## Begin Data to use
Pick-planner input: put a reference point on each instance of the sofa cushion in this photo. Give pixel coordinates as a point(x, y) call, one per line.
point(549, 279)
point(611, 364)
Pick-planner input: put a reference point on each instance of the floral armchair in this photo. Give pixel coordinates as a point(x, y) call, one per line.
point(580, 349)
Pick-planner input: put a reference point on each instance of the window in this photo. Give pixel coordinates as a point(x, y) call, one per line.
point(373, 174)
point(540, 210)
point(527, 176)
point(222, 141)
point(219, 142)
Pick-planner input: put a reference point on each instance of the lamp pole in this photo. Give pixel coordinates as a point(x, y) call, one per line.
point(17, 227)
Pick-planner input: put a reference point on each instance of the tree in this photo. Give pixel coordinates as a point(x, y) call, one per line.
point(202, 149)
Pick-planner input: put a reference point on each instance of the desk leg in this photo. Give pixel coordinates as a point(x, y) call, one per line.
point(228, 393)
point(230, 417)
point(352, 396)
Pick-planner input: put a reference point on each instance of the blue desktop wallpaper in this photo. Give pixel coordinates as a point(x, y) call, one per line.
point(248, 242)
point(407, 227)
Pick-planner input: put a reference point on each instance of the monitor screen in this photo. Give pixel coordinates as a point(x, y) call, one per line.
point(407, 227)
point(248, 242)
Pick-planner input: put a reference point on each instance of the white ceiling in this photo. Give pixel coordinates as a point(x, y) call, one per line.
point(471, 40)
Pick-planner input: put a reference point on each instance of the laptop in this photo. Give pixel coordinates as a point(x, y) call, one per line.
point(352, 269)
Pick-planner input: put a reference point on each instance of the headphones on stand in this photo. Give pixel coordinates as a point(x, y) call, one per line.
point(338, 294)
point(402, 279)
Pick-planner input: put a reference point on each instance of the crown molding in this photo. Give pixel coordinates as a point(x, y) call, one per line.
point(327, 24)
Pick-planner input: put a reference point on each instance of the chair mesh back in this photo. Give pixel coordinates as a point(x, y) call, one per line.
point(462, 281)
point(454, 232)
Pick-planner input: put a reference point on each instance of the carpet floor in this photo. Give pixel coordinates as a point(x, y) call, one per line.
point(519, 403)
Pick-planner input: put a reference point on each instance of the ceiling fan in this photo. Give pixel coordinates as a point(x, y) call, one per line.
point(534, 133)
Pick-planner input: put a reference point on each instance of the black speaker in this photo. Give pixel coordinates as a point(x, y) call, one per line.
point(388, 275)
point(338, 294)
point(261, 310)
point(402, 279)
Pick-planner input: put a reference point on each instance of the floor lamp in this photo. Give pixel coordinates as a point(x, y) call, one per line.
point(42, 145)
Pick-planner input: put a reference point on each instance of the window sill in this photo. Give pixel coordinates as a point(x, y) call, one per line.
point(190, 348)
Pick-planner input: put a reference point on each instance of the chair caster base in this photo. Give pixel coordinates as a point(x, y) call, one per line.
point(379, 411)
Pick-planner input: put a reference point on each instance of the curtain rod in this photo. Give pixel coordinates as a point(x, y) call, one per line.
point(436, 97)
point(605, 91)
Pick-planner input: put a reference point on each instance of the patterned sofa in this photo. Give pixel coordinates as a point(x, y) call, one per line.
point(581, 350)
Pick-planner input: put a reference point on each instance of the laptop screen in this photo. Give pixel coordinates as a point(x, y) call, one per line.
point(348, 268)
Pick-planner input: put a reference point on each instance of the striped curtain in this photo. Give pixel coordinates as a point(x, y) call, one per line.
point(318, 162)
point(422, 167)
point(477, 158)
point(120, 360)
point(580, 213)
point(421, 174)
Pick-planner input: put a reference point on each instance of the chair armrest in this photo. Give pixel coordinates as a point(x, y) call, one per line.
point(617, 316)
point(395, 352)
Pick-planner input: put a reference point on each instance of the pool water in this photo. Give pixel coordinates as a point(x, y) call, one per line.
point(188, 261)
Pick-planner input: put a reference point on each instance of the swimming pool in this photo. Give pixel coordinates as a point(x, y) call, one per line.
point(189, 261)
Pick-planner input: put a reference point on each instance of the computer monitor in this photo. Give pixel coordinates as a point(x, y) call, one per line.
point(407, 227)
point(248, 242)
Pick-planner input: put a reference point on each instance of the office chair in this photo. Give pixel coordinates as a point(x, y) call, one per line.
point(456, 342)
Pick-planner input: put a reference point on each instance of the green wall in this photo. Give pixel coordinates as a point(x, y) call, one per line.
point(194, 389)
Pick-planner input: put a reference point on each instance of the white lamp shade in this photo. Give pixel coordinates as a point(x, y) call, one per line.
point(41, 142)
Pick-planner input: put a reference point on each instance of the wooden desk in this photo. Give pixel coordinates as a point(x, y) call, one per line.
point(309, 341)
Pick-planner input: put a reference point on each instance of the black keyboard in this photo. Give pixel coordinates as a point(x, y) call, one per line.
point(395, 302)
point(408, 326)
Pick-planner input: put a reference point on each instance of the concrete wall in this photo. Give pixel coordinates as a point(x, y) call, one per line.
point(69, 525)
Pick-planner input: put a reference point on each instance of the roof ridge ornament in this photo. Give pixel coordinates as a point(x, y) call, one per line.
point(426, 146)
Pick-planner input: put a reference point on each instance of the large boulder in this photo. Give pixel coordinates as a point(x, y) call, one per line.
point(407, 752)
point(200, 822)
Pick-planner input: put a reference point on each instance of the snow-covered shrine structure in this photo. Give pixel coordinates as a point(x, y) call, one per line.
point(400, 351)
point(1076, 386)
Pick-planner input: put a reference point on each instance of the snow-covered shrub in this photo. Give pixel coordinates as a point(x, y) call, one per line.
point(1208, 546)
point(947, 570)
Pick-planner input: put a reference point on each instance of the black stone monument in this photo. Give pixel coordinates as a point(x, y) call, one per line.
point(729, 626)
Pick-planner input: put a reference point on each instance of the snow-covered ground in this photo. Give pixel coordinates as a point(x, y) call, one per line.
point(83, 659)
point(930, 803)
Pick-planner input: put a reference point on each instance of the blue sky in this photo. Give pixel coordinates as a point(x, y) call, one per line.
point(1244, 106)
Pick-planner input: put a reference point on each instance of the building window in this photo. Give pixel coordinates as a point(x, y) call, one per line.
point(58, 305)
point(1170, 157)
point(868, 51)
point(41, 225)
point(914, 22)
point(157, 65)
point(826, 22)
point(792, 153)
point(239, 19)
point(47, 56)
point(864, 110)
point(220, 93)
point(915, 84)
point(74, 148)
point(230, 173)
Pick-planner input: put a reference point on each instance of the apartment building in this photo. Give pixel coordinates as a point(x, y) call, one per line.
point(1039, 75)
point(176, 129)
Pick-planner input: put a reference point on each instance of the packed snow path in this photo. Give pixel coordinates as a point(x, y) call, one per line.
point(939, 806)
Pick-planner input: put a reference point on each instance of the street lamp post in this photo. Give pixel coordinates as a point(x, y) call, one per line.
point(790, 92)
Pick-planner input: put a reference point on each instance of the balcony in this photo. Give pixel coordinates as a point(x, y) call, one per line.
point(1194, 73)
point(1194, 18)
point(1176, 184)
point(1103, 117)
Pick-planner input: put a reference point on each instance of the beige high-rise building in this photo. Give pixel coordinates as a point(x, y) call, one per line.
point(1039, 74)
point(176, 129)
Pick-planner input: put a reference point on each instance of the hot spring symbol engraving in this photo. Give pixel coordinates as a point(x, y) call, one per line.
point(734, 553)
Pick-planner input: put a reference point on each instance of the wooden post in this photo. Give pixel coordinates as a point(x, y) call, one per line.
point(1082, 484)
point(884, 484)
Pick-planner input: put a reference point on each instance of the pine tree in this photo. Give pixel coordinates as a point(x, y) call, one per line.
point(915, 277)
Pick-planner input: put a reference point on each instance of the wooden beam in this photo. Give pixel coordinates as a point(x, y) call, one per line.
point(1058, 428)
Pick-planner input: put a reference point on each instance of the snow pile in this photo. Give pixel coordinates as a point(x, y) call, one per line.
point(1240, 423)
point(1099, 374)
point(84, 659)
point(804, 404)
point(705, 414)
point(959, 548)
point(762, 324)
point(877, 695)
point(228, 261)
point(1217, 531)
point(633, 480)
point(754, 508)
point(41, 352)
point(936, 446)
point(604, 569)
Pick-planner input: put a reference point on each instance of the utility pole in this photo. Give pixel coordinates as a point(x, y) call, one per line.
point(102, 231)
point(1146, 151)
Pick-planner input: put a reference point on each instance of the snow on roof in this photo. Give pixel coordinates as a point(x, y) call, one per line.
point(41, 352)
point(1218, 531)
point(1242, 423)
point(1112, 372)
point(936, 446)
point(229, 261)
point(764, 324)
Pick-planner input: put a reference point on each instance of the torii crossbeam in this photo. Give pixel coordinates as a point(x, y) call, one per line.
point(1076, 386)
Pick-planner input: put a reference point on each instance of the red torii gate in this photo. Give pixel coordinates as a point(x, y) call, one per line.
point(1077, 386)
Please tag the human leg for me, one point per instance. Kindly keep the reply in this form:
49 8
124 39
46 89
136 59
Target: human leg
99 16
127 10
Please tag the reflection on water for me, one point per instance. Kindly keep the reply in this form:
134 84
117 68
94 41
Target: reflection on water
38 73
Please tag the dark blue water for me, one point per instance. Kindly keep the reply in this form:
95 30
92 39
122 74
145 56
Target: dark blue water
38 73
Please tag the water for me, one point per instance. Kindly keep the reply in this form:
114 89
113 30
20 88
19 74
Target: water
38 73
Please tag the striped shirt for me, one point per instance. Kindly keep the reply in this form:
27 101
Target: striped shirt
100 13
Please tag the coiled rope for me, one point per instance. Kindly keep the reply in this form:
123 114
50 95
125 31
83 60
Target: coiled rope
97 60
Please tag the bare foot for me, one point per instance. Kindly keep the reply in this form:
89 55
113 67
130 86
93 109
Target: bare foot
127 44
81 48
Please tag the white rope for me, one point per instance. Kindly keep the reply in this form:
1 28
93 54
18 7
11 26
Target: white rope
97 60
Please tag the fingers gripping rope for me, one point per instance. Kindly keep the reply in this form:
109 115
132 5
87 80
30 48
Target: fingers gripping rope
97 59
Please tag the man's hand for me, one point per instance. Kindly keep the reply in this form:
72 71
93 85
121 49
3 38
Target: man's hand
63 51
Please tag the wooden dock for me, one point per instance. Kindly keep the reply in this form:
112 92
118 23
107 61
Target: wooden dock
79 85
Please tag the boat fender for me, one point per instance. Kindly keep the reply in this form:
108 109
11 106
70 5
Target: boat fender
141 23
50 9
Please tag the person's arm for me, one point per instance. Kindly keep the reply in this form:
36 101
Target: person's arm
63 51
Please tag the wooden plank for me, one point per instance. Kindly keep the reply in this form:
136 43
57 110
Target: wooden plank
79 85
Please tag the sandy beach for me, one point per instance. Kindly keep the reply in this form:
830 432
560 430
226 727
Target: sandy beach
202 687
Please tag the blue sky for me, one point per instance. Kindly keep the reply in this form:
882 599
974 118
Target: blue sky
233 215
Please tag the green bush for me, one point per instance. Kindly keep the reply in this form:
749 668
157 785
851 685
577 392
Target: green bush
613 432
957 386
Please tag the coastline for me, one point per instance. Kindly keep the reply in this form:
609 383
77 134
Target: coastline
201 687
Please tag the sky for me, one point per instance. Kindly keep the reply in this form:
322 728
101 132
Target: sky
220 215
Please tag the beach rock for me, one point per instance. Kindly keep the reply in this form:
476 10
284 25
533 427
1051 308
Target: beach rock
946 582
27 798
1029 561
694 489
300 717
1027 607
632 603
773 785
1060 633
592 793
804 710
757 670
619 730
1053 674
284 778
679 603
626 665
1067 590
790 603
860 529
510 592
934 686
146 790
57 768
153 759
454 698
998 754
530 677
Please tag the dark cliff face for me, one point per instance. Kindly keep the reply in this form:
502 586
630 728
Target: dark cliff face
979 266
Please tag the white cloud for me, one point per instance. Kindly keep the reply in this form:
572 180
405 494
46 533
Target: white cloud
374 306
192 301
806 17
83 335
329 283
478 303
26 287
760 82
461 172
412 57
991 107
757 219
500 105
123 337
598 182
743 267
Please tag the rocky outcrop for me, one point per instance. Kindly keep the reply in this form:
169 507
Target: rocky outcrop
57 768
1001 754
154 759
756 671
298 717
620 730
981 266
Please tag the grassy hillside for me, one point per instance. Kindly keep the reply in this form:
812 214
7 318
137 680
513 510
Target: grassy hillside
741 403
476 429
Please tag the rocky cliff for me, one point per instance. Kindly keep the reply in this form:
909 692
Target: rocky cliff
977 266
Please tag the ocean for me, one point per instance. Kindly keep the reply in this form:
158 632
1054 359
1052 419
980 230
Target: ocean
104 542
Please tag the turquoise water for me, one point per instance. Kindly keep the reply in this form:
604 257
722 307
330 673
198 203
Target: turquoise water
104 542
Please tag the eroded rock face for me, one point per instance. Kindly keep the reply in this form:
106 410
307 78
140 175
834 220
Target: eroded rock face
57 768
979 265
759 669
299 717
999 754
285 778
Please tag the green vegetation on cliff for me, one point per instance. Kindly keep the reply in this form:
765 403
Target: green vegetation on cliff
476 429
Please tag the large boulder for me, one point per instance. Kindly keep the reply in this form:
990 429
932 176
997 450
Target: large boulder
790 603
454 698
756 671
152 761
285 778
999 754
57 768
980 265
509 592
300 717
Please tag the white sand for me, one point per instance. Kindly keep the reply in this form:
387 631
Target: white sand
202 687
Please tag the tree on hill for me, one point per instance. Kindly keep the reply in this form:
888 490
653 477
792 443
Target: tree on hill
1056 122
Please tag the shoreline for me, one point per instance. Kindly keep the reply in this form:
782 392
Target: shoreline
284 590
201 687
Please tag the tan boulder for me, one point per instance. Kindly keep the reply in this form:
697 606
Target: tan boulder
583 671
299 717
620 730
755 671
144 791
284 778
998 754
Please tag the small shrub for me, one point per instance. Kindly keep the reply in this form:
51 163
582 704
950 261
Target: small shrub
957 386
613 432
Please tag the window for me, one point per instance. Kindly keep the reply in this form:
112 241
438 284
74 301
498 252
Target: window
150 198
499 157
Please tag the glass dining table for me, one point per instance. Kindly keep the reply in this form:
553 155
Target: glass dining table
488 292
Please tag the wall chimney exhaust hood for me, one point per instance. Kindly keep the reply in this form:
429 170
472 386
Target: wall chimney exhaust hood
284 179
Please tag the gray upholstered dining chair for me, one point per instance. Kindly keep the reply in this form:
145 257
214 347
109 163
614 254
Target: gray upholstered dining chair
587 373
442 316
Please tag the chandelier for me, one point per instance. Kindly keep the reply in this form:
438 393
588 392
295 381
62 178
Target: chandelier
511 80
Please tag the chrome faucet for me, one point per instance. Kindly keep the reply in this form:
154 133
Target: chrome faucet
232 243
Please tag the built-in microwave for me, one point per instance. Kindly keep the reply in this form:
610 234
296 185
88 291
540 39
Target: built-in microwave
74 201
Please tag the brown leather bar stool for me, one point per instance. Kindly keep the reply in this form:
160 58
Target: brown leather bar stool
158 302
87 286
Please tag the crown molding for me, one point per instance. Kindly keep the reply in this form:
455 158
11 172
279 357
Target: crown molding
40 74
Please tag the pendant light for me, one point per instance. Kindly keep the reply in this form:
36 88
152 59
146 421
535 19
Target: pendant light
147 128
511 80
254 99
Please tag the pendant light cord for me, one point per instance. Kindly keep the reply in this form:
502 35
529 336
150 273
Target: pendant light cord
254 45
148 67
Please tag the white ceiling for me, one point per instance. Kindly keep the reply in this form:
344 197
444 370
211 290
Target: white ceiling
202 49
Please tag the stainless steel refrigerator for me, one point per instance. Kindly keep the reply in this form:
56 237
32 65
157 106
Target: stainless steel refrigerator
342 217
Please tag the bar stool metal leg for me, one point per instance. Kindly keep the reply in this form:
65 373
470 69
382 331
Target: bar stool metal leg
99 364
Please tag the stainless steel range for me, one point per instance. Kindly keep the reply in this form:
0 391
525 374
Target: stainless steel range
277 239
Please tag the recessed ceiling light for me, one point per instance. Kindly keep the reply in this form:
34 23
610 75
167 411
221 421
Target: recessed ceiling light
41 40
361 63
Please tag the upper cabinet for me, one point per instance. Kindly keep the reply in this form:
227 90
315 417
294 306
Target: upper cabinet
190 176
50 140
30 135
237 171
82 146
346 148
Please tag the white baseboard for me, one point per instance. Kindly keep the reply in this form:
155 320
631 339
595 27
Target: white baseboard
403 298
## End Data to use
» **Problem statement**
Copy out, word for word, everything from the beginning of the listing above down to and including the line that contains "point(202, 149)".

» **Solution for this problem**
Pick-planner input: put a reference point on each instance of the sofa cushion in this photo. Give pixel coordinates as a point(x, y) call, one per line.
point(549, 279)
point(611, 364)
Pick-planner input: put a reference point on each instance of the floral armchair in this photo. Give pixel coordinates as a point(x, y) call, one per line.
point(580, 349)
Pick-planner input: put a reference point on each instance of the window in this photo. Give pixel coordinates as a point(x, y) call, one per line.
point(373, 174)
point(540, 210)
point(527, 176)
point(222, 141)
point(219, 142)
Pick-planner input: put a reference point on each instance of the lamp pole in this photo. Give pixel coordinates as a point(x, y) call, one per line.
point(17, 227)
Pick-planner input: put a reference point on each instance of the tree in this photo. Give pixel coordinates as a point(x, y) call, one per line.
point(202, 149)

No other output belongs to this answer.